- **TASK PROMPT**
Extract the line that contains "Exercise. Spot the jagged" and every line after it to the end of the records below, exactly as written and nothing else.

>>

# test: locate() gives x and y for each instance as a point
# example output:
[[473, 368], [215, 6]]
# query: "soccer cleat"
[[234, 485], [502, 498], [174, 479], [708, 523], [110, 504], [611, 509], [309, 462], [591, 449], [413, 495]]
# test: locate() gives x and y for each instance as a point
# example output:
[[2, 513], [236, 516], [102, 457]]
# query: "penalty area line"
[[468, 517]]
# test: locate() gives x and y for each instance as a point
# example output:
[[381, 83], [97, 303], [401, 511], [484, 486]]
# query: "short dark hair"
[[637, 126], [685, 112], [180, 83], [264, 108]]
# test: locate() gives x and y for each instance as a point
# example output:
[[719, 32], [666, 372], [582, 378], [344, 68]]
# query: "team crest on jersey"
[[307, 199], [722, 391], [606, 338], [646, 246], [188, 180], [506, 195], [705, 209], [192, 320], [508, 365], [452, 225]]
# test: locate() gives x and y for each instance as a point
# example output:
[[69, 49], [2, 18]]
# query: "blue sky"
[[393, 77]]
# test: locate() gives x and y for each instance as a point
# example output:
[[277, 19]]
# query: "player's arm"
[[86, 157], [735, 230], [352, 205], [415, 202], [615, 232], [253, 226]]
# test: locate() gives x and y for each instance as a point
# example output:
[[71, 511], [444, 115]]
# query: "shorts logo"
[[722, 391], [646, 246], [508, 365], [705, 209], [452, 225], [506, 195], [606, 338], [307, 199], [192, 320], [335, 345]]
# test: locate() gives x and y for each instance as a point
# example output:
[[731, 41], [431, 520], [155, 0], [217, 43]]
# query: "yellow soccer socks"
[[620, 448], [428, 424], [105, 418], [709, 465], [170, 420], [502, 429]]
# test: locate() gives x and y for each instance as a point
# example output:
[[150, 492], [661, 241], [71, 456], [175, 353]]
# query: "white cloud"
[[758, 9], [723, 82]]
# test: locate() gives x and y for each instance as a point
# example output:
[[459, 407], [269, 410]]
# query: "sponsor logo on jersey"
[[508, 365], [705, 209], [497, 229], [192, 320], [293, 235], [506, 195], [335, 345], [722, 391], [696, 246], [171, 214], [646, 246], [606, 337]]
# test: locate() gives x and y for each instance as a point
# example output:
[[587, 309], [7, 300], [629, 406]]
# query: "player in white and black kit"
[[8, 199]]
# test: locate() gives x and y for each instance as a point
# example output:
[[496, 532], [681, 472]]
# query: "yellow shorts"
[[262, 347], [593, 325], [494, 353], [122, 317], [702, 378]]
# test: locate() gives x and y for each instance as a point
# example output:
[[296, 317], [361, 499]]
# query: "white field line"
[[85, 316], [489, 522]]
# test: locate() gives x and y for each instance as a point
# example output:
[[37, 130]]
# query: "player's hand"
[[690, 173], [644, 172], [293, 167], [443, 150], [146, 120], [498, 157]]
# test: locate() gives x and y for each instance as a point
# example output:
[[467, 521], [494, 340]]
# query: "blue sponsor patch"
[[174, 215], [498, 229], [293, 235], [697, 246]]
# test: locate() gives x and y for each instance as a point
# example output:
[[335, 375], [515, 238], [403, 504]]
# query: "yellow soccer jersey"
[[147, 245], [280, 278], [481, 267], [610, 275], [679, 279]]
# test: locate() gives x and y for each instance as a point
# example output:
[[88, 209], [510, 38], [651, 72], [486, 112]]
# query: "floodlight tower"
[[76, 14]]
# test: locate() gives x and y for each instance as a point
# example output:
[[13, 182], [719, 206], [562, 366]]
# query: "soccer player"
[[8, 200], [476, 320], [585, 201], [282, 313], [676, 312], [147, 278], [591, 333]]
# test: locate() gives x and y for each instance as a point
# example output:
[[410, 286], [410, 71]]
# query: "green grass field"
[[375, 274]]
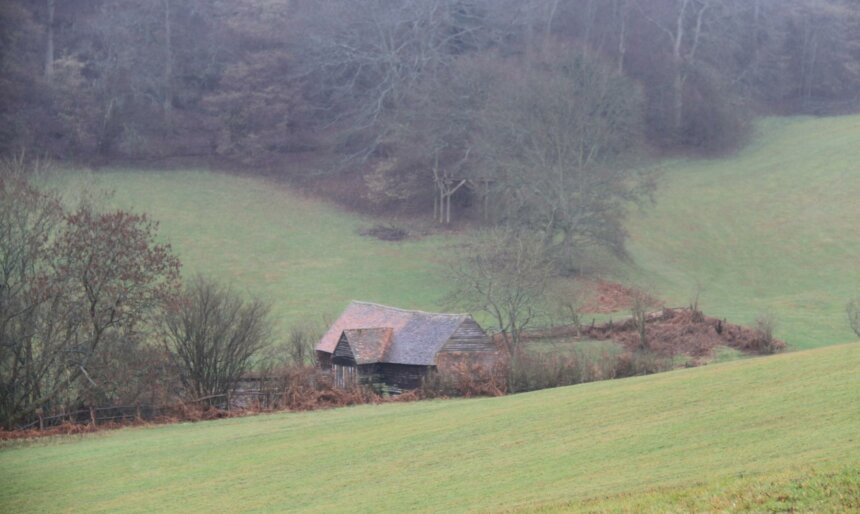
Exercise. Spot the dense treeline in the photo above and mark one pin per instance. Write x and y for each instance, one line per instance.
(410, 104)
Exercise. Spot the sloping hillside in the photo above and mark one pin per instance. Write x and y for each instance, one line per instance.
(774, 229)
(757, 433)
(302, 254)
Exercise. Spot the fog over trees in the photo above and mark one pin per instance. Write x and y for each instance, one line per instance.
(530, 110)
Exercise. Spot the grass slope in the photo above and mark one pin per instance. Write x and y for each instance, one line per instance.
(774, 229)
(303, 255)
(758, 433)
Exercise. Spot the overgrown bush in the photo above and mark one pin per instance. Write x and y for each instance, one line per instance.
(764, 342)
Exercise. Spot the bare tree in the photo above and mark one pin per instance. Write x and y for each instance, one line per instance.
(683, 26)
(73, 286)
(506, 275)
(367, 57)
(213, 335)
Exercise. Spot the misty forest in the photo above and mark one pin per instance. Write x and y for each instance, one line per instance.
(505, 196)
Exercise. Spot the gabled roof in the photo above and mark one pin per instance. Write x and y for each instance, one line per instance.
(416, 336)
(368, 345)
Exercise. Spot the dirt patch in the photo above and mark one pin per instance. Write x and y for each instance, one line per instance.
(607, 297)
(389, 232)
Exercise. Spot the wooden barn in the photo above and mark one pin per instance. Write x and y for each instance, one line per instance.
(371, 343)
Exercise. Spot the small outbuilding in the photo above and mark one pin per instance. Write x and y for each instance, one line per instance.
(376, 344)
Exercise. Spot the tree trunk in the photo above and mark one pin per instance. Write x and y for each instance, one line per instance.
(622, 35)
(49, 44)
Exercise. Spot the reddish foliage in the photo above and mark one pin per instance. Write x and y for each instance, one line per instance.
(610, 297)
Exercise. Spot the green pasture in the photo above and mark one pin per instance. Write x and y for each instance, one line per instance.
(304, 256)
(773, 230)
(755, 434)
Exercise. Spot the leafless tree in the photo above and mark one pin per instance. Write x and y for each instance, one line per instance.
(213, 335)
(506, 275)
(73, 285)
(556, 138)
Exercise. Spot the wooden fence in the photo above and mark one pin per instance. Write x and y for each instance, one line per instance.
(246, 396)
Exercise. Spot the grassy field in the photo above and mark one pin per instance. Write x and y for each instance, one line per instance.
(772, 230)
(303, 255)
(761, 434)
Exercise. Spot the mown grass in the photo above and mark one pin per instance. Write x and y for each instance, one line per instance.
(774, 230)
(303, 255)
(768, 433)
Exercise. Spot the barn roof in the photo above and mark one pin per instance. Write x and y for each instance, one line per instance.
(416, 336)
(369, 345)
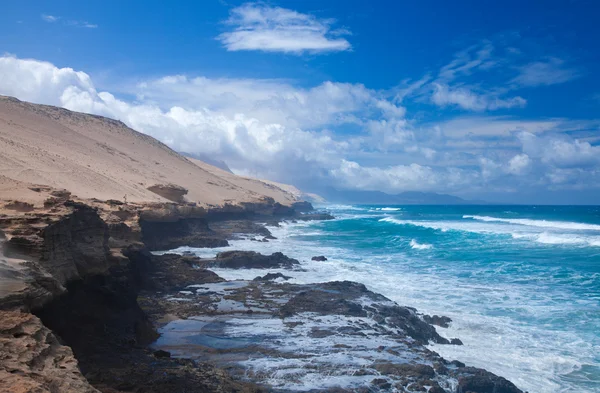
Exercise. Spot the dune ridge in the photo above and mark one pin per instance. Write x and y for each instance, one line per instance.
(97, 157)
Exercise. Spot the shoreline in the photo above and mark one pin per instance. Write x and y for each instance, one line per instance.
(110, 296)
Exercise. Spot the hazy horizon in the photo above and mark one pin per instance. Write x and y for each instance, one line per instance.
(483, 101)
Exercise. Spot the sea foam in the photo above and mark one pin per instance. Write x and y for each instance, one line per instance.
(539, 223)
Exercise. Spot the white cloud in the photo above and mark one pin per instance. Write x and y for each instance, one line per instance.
(465, 98)
(519, 164)
(50, 18)
(274, 29)
(413, 177)
(332, 134)
(75, 23)
(544, 73)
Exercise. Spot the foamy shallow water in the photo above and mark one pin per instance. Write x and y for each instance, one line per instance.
(525, 299)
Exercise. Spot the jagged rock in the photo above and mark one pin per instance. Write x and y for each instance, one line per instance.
(314, 217)
(302, 207)
(33, 360)
(348, 298)
(482, 381)
(161, 354)
(170, 272)
(19, 206)
(271, 276)
(253, 260)
(437, 320)
(406, 370)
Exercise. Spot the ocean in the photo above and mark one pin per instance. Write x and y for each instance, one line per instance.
(521, 283)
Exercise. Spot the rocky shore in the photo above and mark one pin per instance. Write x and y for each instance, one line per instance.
(85, 306)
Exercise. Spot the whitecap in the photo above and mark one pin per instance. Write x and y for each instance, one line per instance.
(539, 223)
(418, 246)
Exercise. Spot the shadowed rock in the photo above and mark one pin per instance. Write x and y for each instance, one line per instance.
(253, 260)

<<

- **RIGHT ANSWER**
Exercise. Spot the jagged rock in the photo above and mark one pin per instance. Write x and y for each instance, one line per instance.
(314, 217)
(302, 207)
(33, 360)
(348, 298)
(482, 381)
(161, 354)
(170, 272)
(19, 206)
(271, 276)
(253, 260)
(437, 320)
(406, 370)
Exercise. Spot the ocean in the photo above and mark one pin per instance. Write x and y for each instance, one line per instance.
(521, 283)
Exercise. Spot the rocky shore in the photo above and mark one pin per instance. Write x and y for each instance, one line per instance.
(85, 306)
Exercise. Spot the whitecap in the photo above and mark one pin per instance. Write x and y for each instance, one line per instance.
(539, 223)
(418, 246)
Exercise. Spot the shadowed rock in the photo above and mark one pin per instance. Write x and y for each instance, one line per instance.
(253, 260)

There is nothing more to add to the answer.